-- PROVIDED DATA start --
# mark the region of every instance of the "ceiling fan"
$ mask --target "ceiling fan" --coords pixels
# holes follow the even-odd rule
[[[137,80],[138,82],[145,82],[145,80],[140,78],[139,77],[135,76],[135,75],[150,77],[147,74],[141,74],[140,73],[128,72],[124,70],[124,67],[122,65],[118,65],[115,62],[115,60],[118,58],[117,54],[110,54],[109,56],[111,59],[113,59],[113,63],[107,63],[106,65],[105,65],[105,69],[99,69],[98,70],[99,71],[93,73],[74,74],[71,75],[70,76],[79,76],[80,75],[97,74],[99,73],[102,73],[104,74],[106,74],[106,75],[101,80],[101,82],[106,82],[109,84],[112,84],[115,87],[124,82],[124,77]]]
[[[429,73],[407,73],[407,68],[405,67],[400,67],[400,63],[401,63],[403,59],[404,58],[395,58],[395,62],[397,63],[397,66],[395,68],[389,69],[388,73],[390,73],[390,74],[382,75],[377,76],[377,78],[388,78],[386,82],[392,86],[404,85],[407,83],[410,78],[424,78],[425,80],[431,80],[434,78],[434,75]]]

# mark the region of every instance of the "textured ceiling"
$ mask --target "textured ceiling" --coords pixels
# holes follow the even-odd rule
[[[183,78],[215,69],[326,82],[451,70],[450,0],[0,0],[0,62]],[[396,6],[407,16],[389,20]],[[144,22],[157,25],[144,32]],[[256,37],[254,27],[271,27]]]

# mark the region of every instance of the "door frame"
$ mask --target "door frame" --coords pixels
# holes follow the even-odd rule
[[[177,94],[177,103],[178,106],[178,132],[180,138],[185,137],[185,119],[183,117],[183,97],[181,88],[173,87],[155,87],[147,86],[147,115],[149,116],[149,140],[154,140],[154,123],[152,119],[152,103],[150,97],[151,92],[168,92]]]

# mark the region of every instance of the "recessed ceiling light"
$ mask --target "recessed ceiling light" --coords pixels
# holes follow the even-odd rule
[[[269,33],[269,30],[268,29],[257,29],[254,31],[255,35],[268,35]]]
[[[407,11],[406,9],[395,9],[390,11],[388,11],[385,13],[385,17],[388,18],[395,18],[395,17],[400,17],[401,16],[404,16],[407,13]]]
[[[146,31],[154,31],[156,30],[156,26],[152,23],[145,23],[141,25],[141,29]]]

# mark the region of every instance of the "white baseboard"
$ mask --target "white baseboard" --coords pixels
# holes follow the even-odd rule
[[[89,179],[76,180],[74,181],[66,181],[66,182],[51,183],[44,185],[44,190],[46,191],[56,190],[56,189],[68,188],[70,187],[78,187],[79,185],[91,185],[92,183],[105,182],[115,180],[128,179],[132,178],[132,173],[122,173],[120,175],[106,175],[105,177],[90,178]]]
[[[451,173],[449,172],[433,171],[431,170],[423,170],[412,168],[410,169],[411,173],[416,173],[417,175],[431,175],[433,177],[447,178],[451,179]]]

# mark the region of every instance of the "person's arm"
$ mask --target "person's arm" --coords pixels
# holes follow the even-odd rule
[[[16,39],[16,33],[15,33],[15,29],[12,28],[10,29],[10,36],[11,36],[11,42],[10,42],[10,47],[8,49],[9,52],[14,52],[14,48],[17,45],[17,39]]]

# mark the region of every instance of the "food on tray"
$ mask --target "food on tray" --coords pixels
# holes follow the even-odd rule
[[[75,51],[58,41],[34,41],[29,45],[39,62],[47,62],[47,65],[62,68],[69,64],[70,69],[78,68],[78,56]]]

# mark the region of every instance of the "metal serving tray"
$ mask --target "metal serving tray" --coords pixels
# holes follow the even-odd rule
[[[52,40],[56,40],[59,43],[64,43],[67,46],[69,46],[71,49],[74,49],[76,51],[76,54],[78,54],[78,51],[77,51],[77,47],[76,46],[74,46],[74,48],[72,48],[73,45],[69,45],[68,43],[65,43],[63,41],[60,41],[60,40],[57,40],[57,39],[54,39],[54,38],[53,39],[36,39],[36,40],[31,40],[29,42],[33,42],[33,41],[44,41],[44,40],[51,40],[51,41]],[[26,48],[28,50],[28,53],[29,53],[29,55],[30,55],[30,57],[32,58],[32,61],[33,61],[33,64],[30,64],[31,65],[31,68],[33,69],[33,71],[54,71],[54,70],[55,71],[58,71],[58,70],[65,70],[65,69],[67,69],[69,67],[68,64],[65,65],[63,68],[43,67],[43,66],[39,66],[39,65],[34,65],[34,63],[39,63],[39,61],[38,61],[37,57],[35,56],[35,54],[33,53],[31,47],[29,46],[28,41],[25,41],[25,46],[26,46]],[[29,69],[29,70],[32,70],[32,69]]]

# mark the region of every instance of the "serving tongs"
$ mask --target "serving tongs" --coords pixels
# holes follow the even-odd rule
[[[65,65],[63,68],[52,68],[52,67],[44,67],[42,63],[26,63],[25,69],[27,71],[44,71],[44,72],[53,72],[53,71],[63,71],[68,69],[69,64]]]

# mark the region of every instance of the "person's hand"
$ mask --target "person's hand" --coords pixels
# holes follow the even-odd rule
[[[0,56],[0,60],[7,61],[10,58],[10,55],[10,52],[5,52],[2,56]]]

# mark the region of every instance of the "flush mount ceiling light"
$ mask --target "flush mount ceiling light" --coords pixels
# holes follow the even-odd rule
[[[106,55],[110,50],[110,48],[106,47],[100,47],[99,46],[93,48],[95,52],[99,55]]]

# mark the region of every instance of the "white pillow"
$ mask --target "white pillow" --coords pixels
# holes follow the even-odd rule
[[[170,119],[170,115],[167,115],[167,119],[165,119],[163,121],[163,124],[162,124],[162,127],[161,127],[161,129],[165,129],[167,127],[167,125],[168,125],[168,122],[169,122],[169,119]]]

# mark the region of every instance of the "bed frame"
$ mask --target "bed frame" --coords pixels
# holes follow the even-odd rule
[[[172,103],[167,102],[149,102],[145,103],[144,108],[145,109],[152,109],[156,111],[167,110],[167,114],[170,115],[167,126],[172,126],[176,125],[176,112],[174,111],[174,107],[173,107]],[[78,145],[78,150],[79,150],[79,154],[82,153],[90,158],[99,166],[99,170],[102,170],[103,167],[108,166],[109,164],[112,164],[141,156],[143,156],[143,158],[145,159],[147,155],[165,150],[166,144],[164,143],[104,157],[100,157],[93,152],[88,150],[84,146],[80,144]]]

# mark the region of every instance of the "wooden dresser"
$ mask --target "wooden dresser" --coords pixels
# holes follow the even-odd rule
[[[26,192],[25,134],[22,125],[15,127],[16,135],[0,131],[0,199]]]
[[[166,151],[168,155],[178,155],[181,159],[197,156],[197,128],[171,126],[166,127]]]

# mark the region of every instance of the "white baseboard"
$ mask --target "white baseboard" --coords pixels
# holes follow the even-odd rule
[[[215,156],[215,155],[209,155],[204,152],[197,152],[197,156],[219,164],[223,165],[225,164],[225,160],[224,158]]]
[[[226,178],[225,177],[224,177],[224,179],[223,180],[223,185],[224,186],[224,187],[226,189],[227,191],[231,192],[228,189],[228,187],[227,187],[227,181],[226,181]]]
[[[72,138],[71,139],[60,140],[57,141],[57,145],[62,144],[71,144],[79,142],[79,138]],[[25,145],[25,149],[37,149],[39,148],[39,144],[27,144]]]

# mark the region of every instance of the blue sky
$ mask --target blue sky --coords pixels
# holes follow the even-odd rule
-- PROVIDED DATA end --
WORK INSTRUCTIONS » Please locate every line in the records that contains the word "metal" and copy each of those lines in full.

PROBLEM SOLUTION »
# mark the region of every instance of the "metal serving tray"
$ mask --target "metal serving tray" --coords pixels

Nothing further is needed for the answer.